Copy out the travel preface below word for word, keeping every line and all punctuation unchanged.

Given text ::
━━━━━━━━━━━━━━━━━━━━━━━━━━━━━━

MY chief object in writing these papers is
to furnish such useful information as I am
able, to those who may be disposed to return
to England from the Crimea by way of
Varna and the Principalities. I have no
more ambitious design in the present
instance, and I venture to hope that the facts
and incidents to which I may endeavour to
call observation will not seem obtrusive or
superfluous; because they will refer to a part
of Europe comparatively little known, and
record events such as are likely to happen to
any traveller who may decide on making the
same journey. If I shall sometimes set
down trivial or unimportant matter, let me
plead in extenuation that in such cases (and
perhaps in such cases only) it is better to say
too much than too little. A traveller is not
always the best judge as to what may most
interest his readers, or which part of his
experiences may be of the most value to those
who are to tread the same ground after him.
Men travel with objects varying widely, and
some little event which was deemed scarcely
worthy of notice by one, may perhaps form
the strongest link in a chain of argument by
which another shall be able to prove some
great and valuable fact. Most important
discoveries and sound conclusions have,
indeed, been based on a multitude of petty
facts, most of them, taken separately,
insignificant enough. Before, therefore, we
condemn minute details as trifling, let us
remember that perhaps every one taken in
conjunction with others of a similar nature
may hereafter serve to establish some new
truth, and ultimately make mankind either
wiser or happier.

━━━━━━━━━━━━━━━━━━━━━━━━━━━━━━

Record extracts ::
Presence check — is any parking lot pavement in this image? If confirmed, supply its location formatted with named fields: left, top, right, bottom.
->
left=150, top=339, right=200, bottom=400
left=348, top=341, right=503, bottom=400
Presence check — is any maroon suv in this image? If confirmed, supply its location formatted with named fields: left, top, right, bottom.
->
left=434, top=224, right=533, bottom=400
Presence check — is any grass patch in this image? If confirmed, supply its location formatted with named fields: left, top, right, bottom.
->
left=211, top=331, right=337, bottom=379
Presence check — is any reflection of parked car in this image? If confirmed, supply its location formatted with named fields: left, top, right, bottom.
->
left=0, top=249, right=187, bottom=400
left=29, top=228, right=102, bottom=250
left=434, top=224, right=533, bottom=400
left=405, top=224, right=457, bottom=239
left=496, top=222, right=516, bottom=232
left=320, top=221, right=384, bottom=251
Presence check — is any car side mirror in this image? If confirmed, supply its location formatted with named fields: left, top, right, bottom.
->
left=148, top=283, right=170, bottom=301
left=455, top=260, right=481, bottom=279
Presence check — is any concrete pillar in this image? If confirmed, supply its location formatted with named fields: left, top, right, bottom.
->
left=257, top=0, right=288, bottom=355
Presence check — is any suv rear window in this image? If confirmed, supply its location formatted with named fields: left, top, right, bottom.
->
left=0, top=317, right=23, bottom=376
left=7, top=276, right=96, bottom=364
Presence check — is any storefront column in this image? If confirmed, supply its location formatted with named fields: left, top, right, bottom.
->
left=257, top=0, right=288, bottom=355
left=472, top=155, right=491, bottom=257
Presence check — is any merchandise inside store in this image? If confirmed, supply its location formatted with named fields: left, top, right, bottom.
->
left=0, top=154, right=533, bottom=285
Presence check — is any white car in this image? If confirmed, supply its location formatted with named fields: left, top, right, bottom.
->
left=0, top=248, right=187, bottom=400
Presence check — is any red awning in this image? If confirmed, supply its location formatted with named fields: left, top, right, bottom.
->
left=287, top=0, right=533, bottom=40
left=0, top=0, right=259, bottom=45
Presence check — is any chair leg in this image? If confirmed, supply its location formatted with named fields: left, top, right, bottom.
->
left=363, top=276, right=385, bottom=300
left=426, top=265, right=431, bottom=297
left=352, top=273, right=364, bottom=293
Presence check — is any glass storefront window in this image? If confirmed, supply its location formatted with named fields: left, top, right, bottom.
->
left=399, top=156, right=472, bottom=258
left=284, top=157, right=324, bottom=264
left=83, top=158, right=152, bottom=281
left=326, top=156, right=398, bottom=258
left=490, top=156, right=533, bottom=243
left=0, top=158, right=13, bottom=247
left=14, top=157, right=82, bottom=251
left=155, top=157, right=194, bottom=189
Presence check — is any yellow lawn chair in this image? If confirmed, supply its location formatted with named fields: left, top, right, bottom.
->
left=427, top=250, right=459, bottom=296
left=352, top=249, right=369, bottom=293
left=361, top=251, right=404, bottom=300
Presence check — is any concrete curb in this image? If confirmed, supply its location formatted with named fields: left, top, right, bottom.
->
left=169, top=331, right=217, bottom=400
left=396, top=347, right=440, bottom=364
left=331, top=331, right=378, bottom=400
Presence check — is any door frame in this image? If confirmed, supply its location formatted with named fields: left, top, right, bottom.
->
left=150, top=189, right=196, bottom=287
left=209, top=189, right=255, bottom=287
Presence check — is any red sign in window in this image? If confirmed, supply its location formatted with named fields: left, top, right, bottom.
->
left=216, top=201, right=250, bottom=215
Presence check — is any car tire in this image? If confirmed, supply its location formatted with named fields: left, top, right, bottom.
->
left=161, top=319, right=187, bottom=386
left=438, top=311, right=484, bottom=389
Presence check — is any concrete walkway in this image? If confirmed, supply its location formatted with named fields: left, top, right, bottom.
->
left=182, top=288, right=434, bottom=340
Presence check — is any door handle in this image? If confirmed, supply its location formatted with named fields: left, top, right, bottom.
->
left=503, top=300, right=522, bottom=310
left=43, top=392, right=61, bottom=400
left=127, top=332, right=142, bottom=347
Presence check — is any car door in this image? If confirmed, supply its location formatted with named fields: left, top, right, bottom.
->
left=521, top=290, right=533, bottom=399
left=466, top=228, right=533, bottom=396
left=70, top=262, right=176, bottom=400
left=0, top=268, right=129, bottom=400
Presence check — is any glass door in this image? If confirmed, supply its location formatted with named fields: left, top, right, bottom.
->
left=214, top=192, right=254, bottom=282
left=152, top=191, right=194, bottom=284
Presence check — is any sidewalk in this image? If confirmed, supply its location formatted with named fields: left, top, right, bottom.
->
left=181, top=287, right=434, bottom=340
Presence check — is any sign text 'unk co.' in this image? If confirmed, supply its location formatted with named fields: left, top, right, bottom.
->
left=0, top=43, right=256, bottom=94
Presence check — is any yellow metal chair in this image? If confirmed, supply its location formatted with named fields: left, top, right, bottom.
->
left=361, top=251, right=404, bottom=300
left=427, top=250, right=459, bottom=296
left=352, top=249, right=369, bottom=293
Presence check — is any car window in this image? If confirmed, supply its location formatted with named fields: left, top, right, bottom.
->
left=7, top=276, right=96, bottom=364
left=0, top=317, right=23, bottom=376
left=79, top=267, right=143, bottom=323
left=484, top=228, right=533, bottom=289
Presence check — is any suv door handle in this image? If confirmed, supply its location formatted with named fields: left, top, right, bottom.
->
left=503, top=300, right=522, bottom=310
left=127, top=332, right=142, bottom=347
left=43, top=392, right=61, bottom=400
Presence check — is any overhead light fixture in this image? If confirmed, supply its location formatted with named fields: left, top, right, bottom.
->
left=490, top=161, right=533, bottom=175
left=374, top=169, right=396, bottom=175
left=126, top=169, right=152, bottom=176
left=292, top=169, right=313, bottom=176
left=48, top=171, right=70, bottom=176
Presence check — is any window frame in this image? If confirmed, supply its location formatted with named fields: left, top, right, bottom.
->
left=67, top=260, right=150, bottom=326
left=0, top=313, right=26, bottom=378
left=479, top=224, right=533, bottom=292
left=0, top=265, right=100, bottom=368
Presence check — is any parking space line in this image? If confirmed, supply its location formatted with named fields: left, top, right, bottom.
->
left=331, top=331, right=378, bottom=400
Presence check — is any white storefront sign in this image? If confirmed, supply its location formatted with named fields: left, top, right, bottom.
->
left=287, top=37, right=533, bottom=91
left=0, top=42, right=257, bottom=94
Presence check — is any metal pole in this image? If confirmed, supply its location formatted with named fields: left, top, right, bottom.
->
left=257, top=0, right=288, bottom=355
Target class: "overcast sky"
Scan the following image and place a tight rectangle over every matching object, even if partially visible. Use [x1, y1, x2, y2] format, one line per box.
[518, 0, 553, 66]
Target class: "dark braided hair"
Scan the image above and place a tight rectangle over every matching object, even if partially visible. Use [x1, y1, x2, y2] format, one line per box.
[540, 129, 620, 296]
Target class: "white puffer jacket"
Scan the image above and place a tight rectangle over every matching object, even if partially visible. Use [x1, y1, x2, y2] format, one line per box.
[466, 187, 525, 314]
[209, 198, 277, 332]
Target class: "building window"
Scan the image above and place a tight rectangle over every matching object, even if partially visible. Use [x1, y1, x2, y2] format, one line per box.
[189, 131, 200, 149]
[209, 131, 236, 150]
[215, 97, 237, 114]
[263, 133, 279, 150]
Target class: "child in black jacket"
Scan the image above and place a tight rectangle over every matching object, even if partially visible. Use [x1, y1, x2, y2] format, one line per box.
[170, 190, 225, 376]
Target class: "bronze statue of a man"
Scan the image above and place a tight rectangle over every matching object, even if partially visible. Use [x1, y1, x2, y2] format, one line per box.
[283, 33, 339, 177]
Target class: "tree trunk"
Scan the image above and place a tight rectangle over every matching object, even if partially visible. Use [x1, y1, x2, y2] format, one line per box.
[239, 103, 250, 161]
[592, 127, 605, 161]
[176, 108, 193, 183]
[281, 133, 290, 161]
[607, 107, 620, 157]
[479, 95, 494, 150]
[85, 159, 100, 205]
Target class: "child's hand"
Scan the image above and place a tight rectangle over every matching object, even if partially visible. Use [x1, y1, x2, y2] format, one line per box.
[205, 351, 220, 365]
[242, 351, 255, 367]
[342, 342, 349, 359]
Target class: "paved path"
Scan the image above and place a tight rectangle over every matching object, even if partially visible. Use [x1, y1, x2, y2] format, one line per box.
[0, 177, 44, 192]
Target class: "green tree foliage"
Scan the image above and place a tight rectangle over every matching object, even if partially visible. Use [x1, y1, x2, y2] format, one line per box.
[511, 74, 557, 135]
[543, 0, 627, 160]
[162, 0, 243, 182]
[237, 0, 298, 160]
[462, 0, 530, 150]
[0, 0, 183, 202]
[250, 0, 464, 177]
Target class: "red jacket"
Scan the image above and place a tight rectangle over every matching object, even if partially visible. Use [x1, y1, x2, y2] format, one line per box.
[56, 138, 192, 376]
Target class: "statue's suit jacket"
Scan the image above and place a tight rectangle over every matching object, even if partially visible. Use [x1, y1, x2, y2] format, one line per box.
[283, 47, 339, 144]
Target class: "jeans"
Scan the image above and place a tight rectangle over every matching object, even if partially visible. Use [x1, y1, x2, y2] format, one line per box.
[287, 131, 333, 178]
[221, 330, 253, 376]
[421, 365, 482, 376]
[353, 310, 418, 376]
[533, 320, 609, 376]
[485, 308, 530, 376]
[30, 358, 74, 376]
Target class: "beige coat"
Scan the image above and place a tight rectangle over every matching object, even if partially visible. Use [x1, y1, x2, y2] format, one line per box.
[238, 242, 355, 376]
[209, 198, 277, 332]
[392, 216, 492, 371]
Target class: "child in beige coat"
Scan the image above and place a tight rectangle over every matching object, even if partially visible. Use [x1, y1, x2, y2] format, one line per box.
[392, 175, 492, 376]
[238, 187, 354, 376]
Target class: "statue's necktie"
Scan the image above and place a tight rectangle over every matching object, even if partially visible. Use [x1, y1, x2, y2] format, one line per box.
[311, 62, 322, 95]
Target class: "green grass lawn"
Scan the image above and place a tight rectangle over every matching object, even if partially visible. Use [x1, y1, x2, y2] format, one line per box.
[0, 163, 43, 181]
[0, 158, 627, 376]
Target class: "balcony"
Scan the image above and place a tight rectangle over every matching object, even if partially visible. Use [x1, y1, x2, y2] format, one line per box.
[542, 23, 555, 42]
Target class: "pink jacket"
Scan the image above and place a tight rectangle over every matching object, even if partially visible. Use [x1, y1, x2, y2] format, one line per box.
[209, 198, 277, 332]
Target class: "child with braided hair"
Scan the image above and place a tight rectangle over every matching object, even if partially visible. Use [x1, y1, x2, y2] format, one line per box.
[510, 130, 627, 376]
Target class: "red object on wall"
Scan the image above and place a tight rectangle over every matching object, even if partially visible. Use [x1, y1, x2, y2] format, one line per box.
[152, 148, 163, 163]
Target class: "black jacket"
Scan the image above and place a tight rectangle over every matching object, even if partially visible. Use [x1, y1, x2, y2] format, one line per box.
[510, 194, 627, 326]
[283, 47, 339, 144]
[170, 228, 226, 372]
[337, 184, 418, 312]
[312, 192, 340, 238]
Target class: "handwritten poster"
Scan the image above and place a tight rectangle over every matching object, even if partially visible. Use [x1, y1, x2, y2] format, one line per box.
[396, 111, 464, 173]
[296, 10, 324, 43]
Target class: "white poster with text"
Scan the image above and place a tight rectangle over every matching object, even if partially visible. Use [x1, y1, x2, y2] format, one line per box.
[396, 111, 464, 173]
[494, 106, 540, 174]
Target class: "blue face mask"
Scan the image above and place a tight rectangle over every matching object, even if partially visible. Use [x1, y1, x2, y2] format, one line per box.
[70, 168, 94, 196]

━━━━━━━━━━━━━━━━━━━━━━━━━━━━━━

Result below ::
MY chief object in writing these papers is
to furnish such useful information as I am
able, to those who may be disposed to return
to England from the Crimea by way of
Varna and the Principalities. I have no
more ambitious design in the present
instance, and I venture to hope that the facts
and incidents to which I may endeavour to
call observation will not seem obtrusive or
superfluous; because they will refer to a part
of Europe comparatively little known, and
record events such as are likely to happen to
any traveller who may decide on making the
same journey. If I shall sometimes set
down trivial or unimportant matter, let me
plead in extenuation that in such cases (and
perhaps in such cases only) it is better to say
too much than too little. A traveller is not
always the best judge as to what may most
interest his readers, or which part of his
experiences may be of the most value to those
who are to tread the same ground after him.
Men travel with objects varying widely, and
some little event which was deemed scarcely
worthy of notice by one, may perhaps form
the strongest link in a chain of argument by
which another shall be able to prove some
great and valuable fact. Most important
discoveries and sound conclusions have,
indeed, been based on a multitude of petty
facts, most of them, taken separately,
insignificant enough. Before, therefore, we
condemn minute details as trifling, let us
remember that perhaps every one taken in
conjunction with others of a similar nature
may hereafter serve to establish some new
truth, and ultimately make mankind either
wiser or happier.